(ARTIKEL):
==*==

"Wir machen bewusst einen Schnitt", sagen die Architekten zur Abbruchkante, an der eine Konrad Zuse-Silhouette zu sehen sein soll. Bildquelle: studioaw

Die Architekten Lars Wilhelm und Björn Trieschmann vom Büro studioaw retten die baufällige Zuse-Halle in Bad Hersfeld mit einem modernen Haus-im-Haus-Konzept: Ende nächsten Jahres sollen die Kuben für’s Wohnen und Arbeiten unter dem Dach der einstigen Computerfirma fertig sein. Im Interview mit den ZUSE TRANSFERNEWS erklären Sie, was Sie antreibt und wie sie ihr Projekt ZUSEZUSEHEN umsetzen wollen.

 

Herr Wilhelm, Herr Trieschmann, Sie haben die alte Zuse-Produktionshalle in Bad Hersfeld vor dem Abriss bewahrt, in der das Computerunternehmen von Konrad Zuse ab 1957 den Rechner Z22 fertigte. Wie kam es zu der Rettung?

Wilhelm: Dass die Zuse-Halle in Bad Hersfeld vom Abriss bedroht war, haben wir aus der Zeitung erfahren. Das hat uns bewegt, denn Konrad Zuse als Computerpionier ist für uns als Architekten eine wichtige Persönlichkeit der Technik- und Kulturgeschichte. Und wir stammen beide aus Osthessen, der unternehmerischen Heimat von Konrad Zuse. Hier wirkte er im Nachkriegs-Westdeutschland. Wir als studioaw haben in Sachen denkmalgerechtes Bauen viel zu bieten. So wurden wir aktiv – und haben die vom Abriss bedrohte Zuse-Halle, deren Schicksal schon besiegelt schien, im Frühsommer 2021 doch noch kaufen können. Dann ging die Planung recht zügig.

Trieschmann: Mitte November haben wir unser Konzept den Verantwortlichen der Stadt Bad Hersfeld, dem Bürgermeister und dem Rat und dem Amt für Denkmalpflege, vorgestellt – mit positiver Resonanz! Das Landesamt für Denkmalpflege in Marburg wird noch gehört. Dann wollen wir den Bauantrag einreichen, mit dem Bauen beginnen und in rund einem Jahr fertig sein.

Was haben Sie mit dem Gebäude vor? 

Wilhelm: Wir lassen die komplette Hülle, also die alten Fachwerkmauern, im Grunde so, wie sie errichtet worden sind. Vorher müssen wir das Fachwerk natürlich sanieren. Das Dach bekommt eine historische Eindeckung mit Doppel Muldenfalz-Ziegel, so dass die Halle selbst historisch aussieht.

==*==

Extrahierte Dateneinträge:
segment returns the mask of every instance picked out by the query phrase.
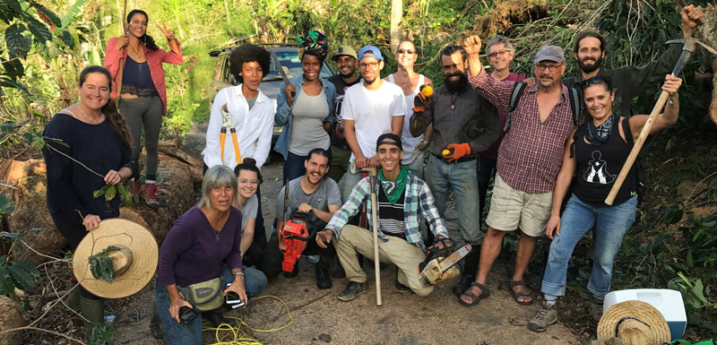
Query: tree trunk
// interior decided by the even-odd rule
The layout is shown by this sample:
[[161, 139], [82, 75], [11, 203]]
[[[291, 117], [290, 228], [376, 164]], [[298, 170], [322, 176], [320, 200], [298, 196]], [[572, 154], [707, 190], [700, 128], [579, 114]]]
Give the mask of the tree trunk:
[[394, 49], [401, 43], [401, 21], [403, 20], [403, 0], [391, 0], [391, 47]]

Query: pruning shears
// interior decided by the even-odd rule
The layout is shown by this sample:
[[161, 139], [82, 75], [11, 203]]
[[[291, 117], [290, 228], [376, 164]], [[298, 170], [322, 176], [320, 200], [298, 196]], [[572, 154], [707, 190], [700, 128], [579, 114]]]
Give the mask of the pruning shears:
[[227, 137], [227, 133], [231, 132], [231, 140], [234, 142], [234, 152], [237, 154], [237, 164], [241, 164], [241, 152], [239, 152], [239, 142], [237, 141], [237, 130], [231, 121], [231, 114], [227, 108], [227, 103], [221, 106], [221, 117], [224, 122], [221, 124], [221, 134], [219, 137], [220, 146], [221, 146], [221, 160], [224, 160], [224, 142]]

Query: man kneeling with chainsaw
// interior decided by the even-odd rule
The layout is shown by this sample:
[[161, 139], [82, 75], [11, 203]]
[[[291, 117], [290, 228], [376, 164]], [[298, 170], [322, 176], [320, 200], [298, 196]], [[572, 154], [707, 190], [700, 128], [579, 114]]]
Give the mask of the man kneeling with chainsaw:
[[[307, 173], [289, 181], [288, 187], [285, 185], [279, 192], [276, 229], [280, 230], [269, 239], [263, 262], [259, 265], [267, 277], [274, 277], [281, 271], [286, 278], [296, 277], [298, 274], [297, 260], [303, 252], [304, 254], [319, 255], [315, 270], [319, 289], [331, 289], [332, 276], [343, 278], [344, 273], [336, 263], [333, 246], [319, 248], [313, 237], [325, 227], [341, 205], [339, 185], [333, 179], [324, 178], [330, 161], [330, 154], [325, 150], [310, 151], [304, 161]], [[331, 267], [333, 263], [333, 267]], [[333, 268], [331, 274], [330, 268]]]
[[[401, 167], [403, 150], [401, 137], [393, 134], [384, 134], [376, 140], [376, 159], [381, 165], [378, 178], [375, 185], [376, 194], [378, 237], [380, 242], [377, 260], [393, 263], [397, 267], [396, 289], [406, 292], [412, 290], [419, 296], [428, 296], [433, 291], [433, 284], [460, 274], [457, 266], [449, 266], [442, 253], [436, 260], [436, 252], [448, 253], [452, 246], [448, 239], [448, 231], [438, 216], [434, 206], [433, 194], [423, 180], [413, 175], [413, 172]], [[353, 188], [346, 203], [341, 206], [331, 219], [324, 231], [316, 234], [316, 243], [325, 247], [336, 236], [336, 252], [341, 266], [346, 270], [349, 285], [339, 294], [341, 300], [351, 300], [366, 291], [366, 273], [361, 270], [357, 258], [357, 252], [364, 256], [376, 260], [374, 255], [372, 231], [353, 225], [346, 224], [348, 220], [360, 210], [361, 203], [367, 203], [370, 210], [371, 182], [369, 177], [363, 178]], [[429, 262], [427, 259], [426, 247], [419, 231], [419, 212], [428, 221], [431, 230], [436, 235], [436, 244], [428, 248]], [[369, 220], [370, 216], [369, 213]], [[371, 223], [371, 221], [369, 221]], [[431, 253], [433, 252], [433, 253]], [[465, 252], [467, 253], [467, 251]], [[455, 256], [455, 255], [450, 255]], [[460, 258], [459, 258], [460, 259]], [[454, 260], [454, 263], [458, 260]], [[419, 272], [419, 267], [428, 263]], [[444, 270], [445, 268], [445, 270]]]

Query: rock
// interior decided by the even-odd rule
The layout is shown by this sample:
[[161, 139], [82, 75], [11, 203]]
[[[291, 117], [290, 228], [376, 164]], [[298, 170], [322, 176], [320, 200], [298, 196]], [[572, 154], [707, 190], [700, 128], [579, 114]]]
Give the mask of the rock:
[[[6, 296], [0, 296], [0, 332], [22, 327], [27, 324], [20, 305]], [[0, 336], [0, 345], [18, 345], [22, 332], [11, 332]]]

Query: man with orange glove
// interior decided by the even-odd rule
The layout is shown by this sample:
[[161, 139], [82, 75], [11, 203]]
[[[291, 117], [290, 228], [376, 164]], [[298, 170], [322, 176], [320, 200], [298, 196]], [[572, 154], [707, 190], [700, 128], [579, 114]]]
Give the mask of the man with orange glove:
[[[461, 236], [473, 251], [465, 259], [463, 274], [454, 287], [463, 292], [475, 280], [479, 245], [480, 214], [476, 164], [478, 152], [498, 138], [500, 120], [490, 102], [468, 83], [468, 55], [462, 47], [449, 46], [441, 52], [444, 84], [432, 96], [419, 92], [414, 99], [410, 134], [420, 134], [433, 124], [434, 142], [426, 166], [426, 182], [436, 197], [436, 206], [445, 219], [445, 201], [453, 189], [458, 209]], [[471, 127], [466, 131], [463, 127]]]

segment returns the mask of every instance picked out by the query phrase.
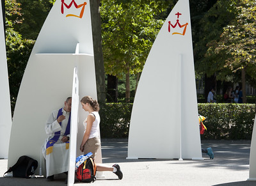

==*==

(ZU BEARBEITENDE AUFGABEN):
• a. Wann konnten die Architekten die Zuse-Halle laut dem Interview über die Halle in Bad Hersfeld kaufen?
• b. Setze das Interview über die Zuse-Halle in Bad Hersfeld nach seinem letzten Satz fort.

(DIE ANTWORTEN):
• a. Im Frühsommer 2021.

• b.
Der größte Aufwand wird die Fachwerksanierung sein. Dann geht’s ins Innere: Dort entsteht ein kompletter Neubau: Den rücken wir etwas ab, so dass zwischen den beiden Bauten eine Luftfuge bleibt. Der Altbau ist, vereinfacht gesprochen, dann eine vorgehängte Fassade, die Witterungsschutz bietet. Alle bauphysikalischen und thermischen Anforderungen erfüllt die innere Hülle. In der Architektur ist dieses Prinzip unter dem Schlagwort „Haus im Haus“ bekannt. Unser Neubau im Innern wird aus gut einem Dutzend Kuben bestehen.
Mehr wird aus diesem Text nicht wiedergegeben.